La scène remonte au mois de juin dernier. Cet adolescent bénéficiait pourtant d’une décision de justice en sa faveur. Le juge des enfants avait ordonné qu’il soit confié provisoirement à l’ASE (Aide Sociale à l’Enfance, gérée par le département) « en raison du danger pour sa sécurité », ordonnant également une expertise osseuse pour vérifier s’il était bien âgé de 15 ans. Mais jamais l’ASE, qui a estimé au départ qu’il était majeur, ne se pliera à la décision du juge en date du 20 juin.

« Muhammad a pu être placé un temps à la mosquée de Villiers-le-Bel. C’est la seule structure qui acceptait de le prendre en charge », confie Me Marion Ménage, l’avocate de l’adolescent. « Cela a fonctionné jusqu’à la fin du Ramadan. Il m’a appelé pour me dire que depuis la mosquée fermait la nuit. Il est tout seul. Dans la rue. Il se débrouille. » Il a trouvé refuge « chez un ami », confie-t-il au téléphone. « Refuser d’appliquer l’ordonnance d’un juge me paraît hallucinant », poursuit l’avocate qui a eu à gérer un cas similaire en mai. « Dans mes dossiers, le conseil départemental refuse de prendre en charge tout en ne faisant pas appel de la décision du juge, en faisant l’autruche. Que fait-on face à la détresse ? C’est un parti pris de laisser un jeune de 15 ans à la rue. À ces jeunes, on doit expliquer qu’il faut respecter la loi alors qu’une institution ne le fait pas ? »

● ● ● ●

> **CONSIGNE**:
Recopiez fidèlement, dans l'extrait sur l'adolescent et l'ASE, le passage allant de "La scène remonte" jusqu'à "du 20 juin.".

> **DONNÉES FOURNIES**:

● ● ● ●

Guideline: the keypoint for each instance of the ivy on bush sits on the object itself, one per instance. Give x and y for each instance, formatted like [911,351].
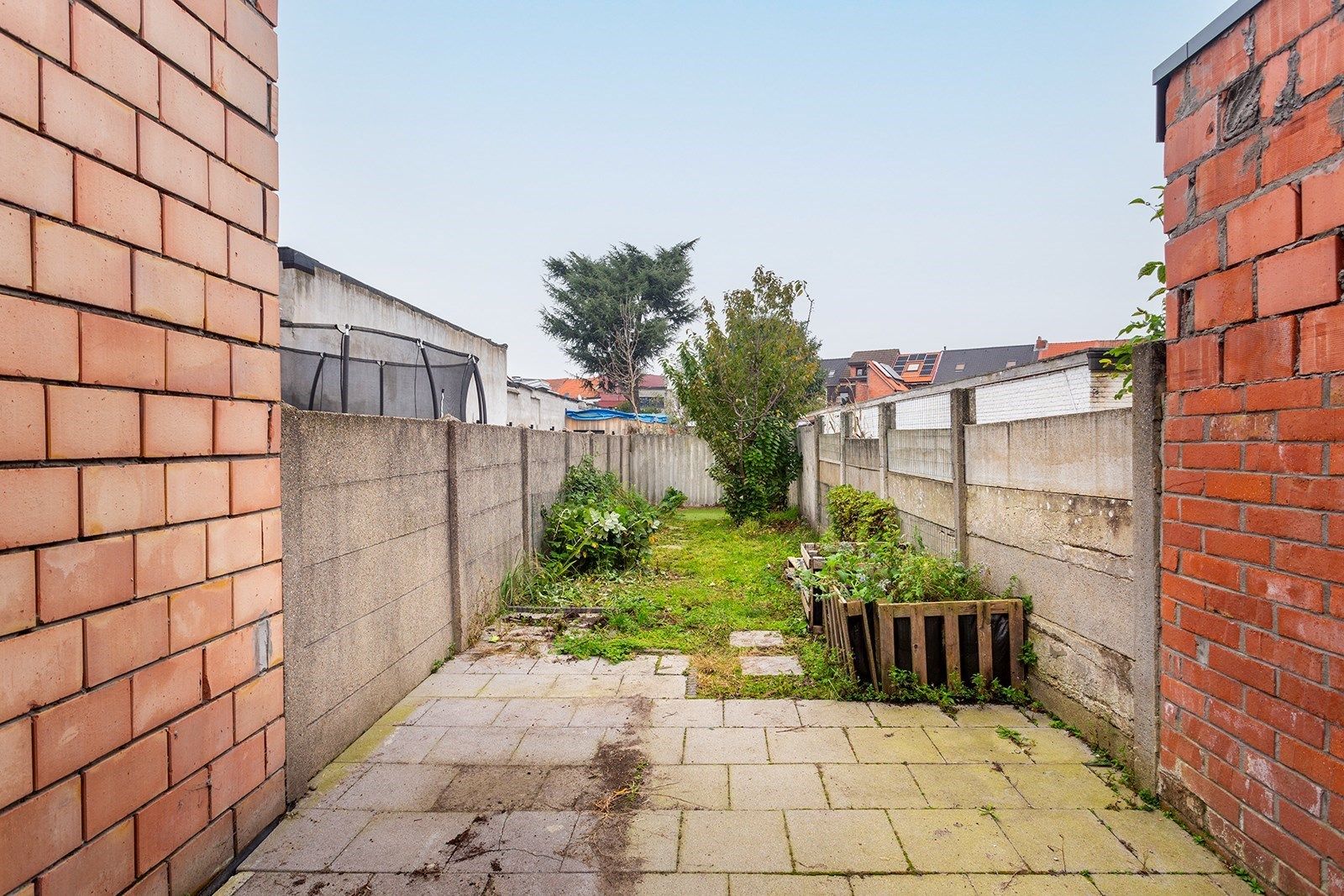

● ● ● ●

> **RÉSULTAT**:
La scène remonte au mois de juin dernier. Cet adolescent bénéficiait pourtant d’une décision de justice en sa faveur. Le juge des enfants avait ordonné qu’il soit confié provisoirement à l’ASE (Aide Sociale à l’Enfance, gérée par le département) « en raison du danger pour sa sécurité », ordonnant également une expertise osseuse pour vérifier s’il était bien âgé de 15 ans. Mais jamais l’ASE, qui a estimé au départ qu’il était majeur, ne se pliera à la décision du juge en date du 20 juin.